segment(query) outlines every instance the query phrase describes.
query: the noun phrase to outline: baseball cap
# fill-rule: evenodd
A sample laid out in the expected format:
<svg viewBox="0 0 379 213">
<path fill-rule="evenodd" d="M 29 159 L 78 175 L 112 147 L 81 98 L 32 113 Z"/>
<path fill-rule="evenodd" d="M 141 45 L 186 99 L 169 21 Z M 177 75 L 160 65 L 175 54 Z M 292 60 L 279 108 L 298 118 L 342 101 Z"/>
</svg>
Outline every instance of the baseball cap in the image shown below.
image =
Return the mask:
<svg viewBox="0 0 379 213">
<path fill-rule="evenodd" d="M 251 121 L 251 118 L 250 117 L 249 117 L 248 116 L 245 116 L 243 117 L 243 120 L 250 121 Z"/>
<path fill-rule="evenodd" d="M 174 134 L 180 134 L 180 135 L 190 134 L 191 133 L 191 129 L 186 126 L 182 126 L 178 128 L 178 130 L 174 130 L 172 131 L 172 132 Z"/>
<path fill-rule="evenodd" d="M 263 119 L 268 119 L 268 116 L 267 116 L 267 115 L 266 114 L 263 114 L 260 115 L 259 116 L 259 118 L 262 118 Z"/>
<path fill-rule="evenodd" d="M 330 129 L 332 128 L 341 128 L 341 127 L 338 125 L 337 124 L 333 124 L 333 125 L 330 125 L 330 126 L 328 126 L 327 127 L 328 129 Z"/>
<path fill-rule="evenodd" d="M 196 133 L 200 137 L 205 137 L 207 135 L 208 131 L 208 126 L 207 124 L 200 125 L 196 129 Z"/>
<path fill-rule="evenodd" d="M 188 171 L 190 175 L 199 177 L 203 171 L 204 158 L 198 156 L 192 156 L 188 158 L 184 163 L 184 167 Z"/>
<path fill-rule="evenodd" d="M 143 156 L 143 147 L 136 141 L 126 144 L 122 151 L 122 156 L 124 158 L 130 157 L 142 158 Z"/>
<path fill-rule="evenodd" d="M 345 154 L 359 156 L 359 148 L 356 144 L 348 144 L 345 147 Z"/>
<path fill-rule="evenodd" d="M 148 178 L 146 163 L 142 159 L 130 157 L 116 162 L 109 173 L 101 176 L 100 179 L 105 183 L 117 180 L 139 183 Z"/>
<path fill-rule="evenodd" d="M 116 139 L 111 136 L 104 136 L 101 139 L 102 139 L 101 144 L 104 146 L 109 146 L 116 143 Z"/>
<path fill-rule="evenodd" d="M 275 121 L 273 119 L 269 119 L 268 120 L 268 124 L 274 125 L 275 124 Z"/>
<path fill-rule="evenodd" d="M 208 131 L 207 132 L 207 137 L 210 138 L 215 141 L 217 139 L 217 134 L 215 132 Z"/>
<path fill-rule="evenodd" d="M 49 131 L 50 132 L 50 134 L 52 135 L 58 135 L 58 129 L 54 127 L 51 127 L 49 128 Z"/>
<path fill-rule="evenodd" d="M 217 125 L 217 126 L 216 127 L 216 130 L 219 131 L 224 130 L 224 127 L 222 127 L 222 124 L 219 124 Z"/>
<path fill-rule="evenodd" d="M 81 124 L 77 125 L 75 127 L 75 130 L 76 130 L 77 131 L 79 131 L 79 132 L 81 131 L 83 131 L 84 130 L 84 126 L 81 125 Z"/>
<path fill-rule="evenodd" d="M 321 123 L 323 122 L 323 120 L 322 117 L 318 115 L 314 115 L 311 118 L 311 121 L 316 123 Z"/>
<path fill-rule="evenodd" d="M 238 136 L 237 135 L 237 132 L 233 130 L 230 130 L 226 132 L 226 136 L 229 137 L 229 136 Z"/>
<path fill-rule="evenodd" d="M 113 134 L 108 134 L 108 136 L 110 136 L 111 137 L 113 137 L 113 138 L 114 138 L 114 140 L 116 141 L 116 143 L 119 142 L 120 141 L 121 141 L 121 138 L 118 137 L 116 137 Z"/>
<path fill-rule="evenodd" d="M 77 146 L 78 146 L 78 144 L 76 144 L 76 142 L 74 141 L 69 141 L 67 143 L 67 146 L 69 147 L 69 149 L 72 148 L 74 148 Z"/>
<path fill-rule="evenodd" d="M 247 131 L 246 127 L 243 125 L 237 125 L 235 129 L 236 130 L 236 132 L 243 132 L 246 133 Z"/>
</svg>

**ENUNCIADO**
Reescreva os registros acima substituindo "baseball cap" por "boné de beisebol" e mantenha todo o restante sem alterações.

**RESPOSTA COMPLETA**
segment(query) outlines every instance the query phrase describes.
query: the noun phrase to outline: boné de beisebol
# fill-rule: evenodd
A sample laid out in the expected format:
<svg viewBox="0 0 379 213">
<path fill-rule="evenodd" d="M 29 159 L 78 175 L 112 147 L 81 98 L 32 113 Z"/>
<path fill-rule="evenodd" d="M 141 45 L 186 99 L 169 21 Z M 177 75 L 160 65 L 175 54 Z M 292 60 L 279 108 L 298 118 L 342 101 Z"/>
</svg>
Outline every instance of the boné de beisebol in the image shown below.
image =
Return the mask:
<svg viewBox="0 0 379 213">
<path fill-rule="evenodd" d="M 251 121 L 251 118 L 250 117 L 249 117 L 248 116 L 245 116 L 243 117 L 243 120 L 250 121 Z"/>
<path fill-rule="evenodd" d="M 174 134 L 180 134 L 180 135 L 190 134 L 191 133 L 191 129 L 186 126 L 182 126 L 178 128 L 178 130 L 174 130 L 172 131 L 172 132 Z"/>
<path fill-rule="evenodd" d="M 263 119 L 268 119 L 268 116 L 267 116 L 267 115 L 266 114 L 263 114 L 260 115 L 259 116 L 259 118 L 262 118 Z"/>
<path fill-rule="evenodd" d="M 330 129 L 332 128 L 341 128 L 341 127 L 338 125 L 337 124 L 333 124 L 333 125 L 330 125 L 330 126 L 328 126 L 327 127 L 328 129 Z"/>
<path fill-rule="evenodd" d="M 196 133 L 200 137 L 205 137 L 207 135 L 208 131 L 208 126 L 207 124 L 200 125 L 196 129 Z"/>
<path fill-rule="evenodd" d="M 188 171 L 190 175 L 199 177 L 203 171 L 204 158 L 198 156 L 192 156 L 188 158 L 184 163 L 184 167 Z"/>
<path fill-rule="evenodd" d="M 143 156 L 143 147 L 136 141 L 126 144 L 122 151 L 122 156 L 124 158 L 130 157 L 142 158 Z"/>
<path fill-rule="evenodd" d="M 345 154 L 359 156 L 359 148 L 356 144 L 348 144 L 345 147 Z"/>
<path fill-rule="evenodd" d="M 148 178 L 146 163 L 142 159 L 130 157 L 116 162 L 109 173 L 101 176 L 100 179 L 105 183 L 117 180 L 139 183 Z"/>
<path fill-rule="evenodd" d="M 116 139 L 111 136 L 104 136 L 101 139 L 102 139 L 101 144 L 104 146 L 109 146 L 116 143 Z"/>
<path fill-rule="evenodd" d="M 275 121 L 273 119 L 269 119 L 268 120 L 268 124 L 274 125 L 275 124 Z"/>
<path fill-rule="evenodd" d="M 208 131 L 207 132 L 207 137 L 210 138 L 215 141 L 217 139 L 217 134 L 215 132 Z"/>
<path fill-rule="evenodd" d="M 49 131 L 50 132 L 50 134 L 52 135 L 58 135 L 58 129 L 54 127 L 51 127 L 49 128 Z"/>
<path fill-rule="evenodd" d="M 217 125 L 217 126 L 216 127 L 216 130 L 219 131 L 224 130 L 224 127 L 222 127 L 222 124 L 219 124 Z"/>
<path fill-rule="evenodd" d="M 81 124 L 77 125 L 75 127 L 75 130 L 76 130 L 77 131 L 79 131 L 79 132 L 81 131 L 83 131 L 84 130 L 84 126 L 81 125 Z"/>
<path fill-rule="evenodd" d="M 321 123 L 323 122 L 323 120 L 322 117 L 318 115 L 314 115 L 311 118 L 311 121 L 316 123 Z"/>
<path fill-rule="evenodd" d="M 238 136 L 237 135 L 237 132 L 233 130 L 230 130 L 226 132 L 226 136 L 229 137 L 229 136 Z"/>
<path fill-rule="evenodd" d="M 113 134 L 108 134 L 108 136 L 110 136 L 111 137 L 113 137 L 113 138 L 114 138 L 114 140 L 116 141 L 116 143 L 119 142 L 120 141 L 121 141 L 121 138 L 118 137 L 116 137 Z"/>
<path fill-rule="evenodd" d="M 77 146 L 78 146 L 78 144 L 76 144 L 76 142 L 74 141 L 69 141 L 67 143 L 67 146 L 69 147 L 69 149 L 72 148 L 74 148 Z"/>
<path fill-rule="evenodd" d="M 247 131 L 246 127 L 243 125 L 237 125 L 235 129 L 236 130 L 236 132 L 243 132 L 246 133 Z"/>
</svg>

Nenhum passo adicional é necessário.